DIRECTIVE
Starting with the line that contains "Every instance of the glass" and going on through the line that contains "(1010, 240)", write those rows out again, substituting "metal door handle" for "brass door handle" and keeping everything else the same.

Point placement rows
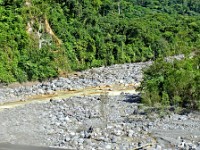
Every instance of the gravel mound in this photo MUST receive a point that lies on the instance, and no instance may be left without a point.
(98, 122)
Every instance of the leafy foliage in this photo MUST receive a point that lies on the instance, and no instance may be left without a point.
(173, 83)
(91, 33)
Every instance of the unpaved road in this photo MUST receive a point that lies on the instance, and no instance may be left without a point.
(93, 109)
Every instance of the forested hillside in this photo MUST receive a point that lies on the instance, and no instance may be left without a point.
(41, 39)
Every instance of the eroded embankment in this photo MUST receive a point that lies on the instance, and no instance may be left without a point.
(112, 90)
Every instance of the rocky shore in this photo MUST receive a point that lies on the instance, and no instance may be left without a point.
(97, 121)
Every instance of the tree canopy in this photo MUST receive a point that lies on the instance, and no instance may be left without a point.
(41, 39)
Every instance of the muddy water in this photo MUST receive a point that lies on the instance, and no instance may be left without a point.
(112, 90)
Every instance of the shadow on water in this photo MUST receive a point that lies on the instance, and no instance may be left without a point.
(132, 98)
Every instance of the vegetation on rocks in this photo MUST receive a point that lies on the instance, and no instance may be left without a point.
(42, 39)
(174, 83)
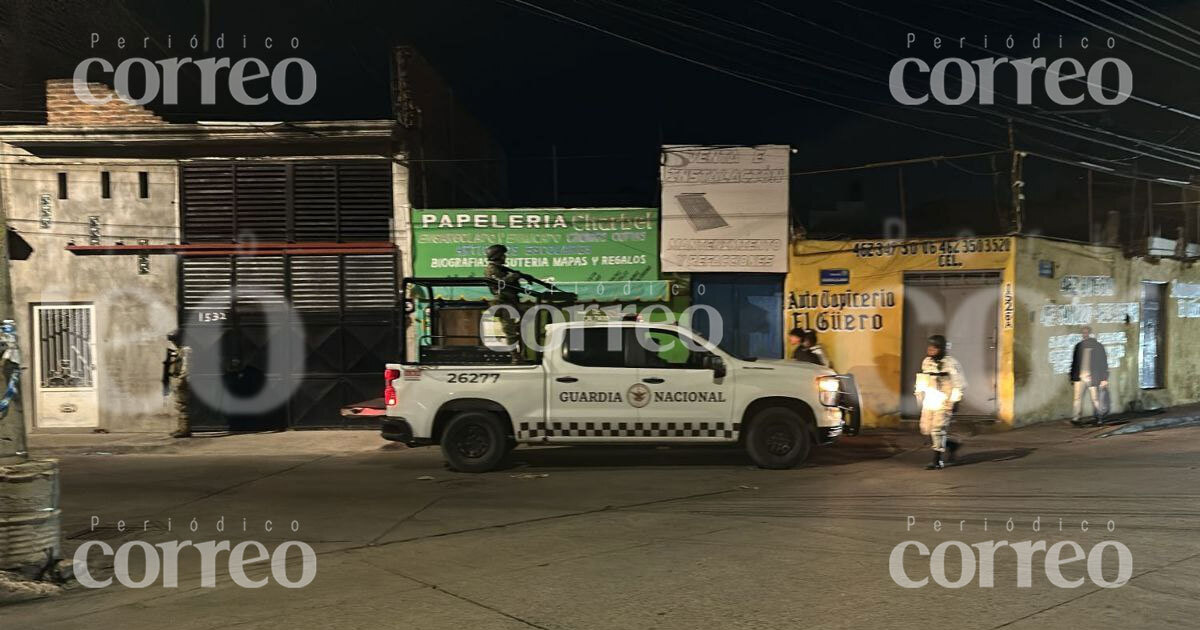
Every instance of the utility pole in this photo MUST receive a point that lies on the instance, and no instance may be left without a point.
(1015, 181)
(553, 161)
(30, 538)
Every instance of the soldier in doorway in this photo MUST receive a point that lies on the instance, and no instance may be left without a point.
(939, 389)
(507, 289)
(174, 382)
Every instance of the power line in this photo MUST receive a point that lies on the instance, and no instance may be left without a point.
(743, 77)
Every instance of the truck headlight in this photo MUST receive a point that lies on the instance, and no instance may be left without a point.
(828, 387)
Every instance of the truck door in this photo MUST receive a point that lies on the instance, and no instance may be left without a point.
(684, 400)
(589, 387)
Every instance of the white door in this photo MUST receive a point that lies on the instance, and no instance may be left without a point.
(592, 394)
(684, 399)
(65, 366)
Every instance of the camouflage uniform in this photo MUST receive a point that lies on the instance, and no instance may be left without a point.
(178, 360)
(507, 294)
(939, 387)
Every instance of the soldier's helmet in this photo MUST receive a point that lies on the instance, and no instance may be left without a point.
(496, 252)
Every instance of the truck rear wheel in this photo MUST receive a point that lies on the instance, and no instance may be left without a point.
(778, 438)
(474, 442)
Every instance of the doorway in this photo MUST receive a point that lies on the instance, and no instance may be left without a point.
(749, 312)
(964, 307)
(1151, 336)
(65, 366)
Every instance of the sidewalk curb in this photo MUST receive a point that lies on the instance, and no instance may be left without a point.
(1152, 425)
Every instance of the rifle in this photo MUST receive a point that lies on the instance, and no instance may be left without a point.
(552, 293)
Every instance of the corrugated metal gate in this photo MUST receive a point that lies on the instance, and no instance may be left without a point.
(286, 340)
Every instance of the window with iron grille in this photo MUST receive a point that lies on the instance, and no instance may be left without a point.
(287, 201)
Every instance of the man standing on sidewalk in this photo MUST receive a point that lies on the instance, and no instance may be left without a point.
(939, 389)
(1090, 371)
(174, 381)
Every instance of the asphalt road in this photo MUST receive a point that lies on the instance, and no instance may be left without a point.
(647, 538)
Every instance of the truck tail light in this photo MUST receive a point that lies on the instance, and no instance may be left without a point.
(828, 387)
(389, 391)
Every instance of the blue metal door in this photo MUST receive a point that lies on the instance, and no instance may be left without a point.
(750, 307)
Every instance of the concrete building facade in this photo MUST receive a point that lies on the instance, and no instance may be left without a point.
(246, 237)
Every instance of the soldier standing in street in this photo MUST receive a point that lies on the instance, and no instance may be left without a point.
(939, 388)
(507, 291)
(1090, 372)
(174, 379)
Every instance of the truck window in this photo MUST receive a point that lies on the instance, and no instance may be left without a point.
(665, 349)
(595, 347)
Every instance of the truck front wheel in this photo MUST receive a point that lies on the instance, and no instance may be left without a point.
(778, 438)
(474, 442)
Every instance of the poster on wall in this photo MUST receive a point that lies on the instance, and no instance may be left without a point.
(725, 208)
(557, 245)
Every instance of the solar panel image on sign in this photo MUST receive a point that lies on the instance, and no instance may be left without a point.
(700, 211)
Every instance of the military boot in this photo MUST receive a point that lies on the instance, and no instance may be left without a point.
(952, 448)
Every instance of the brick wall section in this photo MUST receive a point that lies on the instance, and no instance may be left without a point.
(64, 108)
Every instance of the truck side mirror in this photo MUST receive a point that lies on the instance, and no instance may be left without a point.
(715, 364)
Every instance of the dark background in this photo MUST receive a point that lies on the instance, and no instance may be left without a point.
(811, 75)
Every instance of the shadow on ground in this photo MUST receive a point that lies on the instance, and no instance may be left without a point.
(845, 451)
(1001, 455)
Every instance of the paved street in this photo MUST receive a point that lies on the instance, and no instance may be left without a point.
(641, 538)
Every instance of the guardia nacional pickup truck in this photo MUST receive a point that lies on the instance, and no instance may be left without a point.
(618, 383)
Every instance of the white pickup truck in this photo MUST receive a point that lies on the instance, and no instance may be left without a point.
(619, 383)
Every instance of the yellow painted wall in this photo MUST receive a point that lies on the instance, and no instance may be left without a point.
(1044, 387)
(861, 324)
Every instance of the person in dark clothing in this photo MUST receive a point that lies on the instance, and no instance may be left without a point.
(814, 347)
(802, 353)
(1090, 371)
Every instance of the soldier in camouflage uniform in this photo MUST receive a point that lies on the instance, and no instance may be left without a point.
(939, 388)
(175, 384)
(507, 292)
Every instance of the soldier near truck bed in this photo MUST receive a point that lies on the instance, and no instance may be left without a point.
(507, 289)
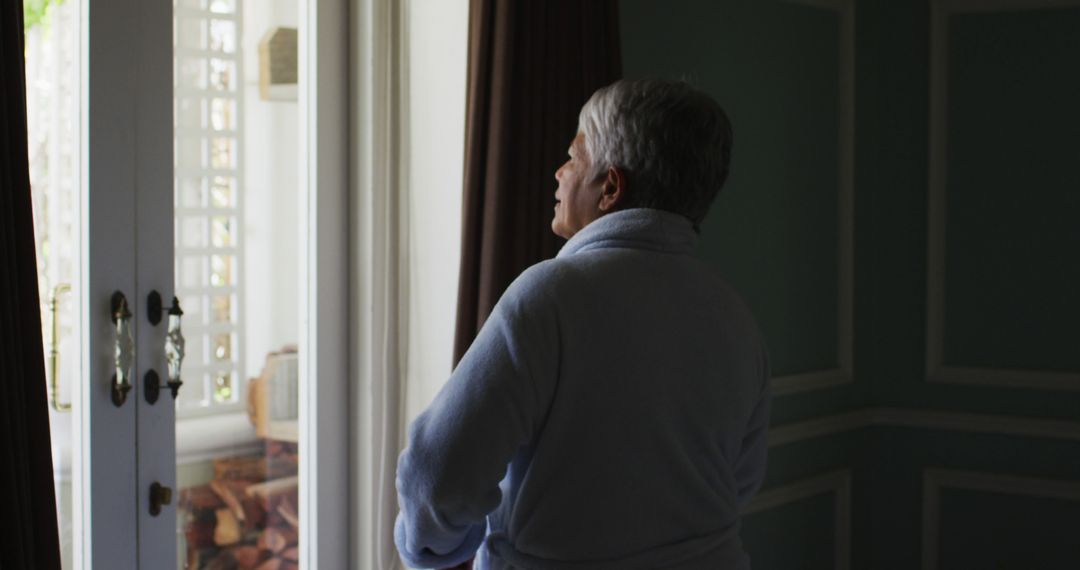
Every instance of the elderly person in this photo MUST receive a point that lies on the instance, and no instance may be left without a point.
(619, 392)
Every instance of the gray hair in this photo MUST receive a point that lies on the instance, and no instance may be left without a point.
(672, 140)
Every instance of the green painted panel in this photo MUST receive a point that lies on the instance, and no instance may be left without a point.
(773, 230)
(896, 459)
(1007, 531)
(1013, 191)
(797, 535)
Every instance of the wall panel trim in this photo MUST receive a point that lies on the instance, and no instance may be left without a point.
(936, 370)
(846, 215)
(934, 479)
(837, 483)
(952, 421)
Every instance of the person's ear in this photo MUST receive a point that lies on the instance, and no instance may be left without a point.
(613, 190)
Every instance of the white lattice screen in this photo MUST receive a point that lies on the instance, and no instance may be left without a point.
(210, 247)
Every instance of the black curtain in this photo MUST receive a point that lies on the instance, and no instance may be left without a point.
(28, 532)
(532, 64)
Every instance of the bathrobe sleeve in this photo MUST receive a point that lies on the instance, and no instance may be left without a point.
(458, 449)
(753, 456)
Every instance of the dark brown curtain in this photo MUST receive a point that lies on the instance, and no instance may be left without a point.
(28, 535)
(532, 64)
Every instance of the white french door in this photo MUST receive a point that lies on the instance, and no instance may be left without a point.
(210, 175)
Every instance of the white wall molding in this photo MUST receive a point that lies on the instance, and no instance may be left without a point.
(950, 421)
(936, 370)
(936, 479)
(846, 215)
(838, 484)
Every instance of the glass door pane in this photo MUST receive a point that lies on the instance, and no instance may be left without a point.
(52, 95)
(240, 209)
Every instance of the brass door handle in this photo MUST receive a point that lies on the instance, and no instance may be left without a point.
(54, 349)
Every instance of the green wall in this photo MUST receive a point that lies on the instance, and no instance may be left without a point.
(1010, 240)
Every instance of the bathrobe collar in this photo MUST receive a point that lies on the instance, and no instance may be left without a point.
---
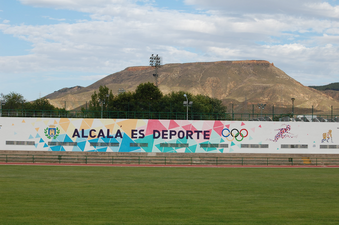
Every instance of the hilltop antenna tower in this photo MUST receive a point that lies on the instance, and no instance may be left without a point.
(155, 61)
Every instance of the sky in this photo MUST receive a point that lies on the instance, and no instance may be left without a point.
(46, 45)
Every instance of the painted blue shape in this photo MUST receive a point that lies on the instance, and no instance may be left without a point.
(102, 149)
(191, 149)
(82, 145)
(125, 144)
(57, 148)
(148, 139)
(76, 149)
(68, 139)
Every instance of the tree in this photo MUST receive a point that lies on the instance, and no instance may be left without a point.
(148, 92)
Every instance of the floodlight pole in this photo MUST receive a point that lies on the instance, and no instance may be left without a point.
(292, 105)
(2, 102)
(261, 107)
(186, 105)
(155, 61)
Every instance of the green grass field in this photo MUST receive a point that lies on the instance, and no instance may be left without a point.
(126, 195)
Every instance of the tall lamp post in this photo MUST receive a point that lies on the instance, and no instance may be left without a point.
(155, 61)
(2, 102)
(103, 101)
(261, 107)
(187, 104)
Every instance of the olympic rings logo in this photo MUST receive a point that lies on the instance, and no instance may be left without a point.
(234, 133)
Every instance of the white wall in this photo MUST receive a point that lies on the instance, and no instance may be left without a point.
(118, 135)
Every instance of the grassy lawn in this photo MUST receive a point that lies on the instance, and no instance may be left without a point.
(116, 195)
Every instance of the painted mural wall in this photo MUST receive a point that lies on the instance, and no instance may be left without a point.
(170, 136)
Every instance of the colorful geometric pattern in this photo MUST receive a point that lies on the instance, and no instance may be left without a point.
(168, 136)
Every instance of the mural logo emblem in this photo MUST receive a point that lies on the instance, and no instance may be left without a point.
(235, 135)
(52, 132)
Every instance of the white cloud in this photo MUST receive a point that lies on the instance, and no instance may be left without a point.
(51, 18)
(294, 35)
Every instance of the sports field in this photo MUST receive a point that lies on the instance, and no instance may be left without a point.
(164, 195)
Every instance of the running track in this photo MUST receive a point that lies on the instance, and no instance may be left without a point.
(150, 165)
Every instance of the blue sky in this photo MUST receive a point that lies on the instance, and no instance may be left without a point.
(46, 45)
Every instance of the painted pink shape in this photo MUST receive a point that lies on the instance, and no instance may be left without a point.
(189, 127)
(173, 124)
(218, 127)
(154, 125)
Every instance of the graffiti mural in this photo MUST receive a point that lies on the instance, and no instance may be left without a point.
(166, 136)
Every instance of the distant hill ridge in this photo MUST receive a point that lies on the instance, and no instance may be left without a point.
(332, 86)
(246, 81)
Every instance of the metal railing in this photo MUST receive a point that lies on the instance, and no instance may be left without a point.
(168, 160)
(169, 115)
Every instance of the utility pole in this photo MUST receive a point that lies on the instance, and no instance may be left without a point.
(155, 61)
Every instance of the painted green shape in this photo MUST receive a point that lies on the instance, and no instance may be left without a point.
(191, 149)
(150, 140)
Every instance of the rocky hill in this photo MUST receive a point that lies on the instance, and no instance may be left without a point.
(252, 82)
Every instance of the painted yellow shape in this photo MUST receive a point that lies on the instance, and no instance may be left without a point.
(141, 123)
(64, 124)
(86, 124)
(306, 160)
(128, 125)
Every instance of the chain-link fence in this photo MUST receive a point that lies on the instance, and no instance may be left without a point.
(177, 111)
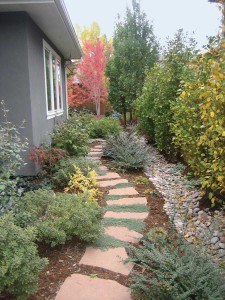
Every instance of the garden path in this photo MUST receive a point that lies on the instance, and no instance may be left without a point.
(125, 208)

EXERCISE OUTPUT
Every instance of the glass door pane in this photo MUST receive a point that lies on the instance, and no instance may be left without a point.
(52, 95)
(240, 209)
Every instance of the metal door handle in this photo MUST receive a point that lies on the instance, and no instance may be left without a point.
(54, 349)
Every instance of the green wall in this photo MUST receive a point that lies on the instance, and no instance may be left without a point.
(1010, 240)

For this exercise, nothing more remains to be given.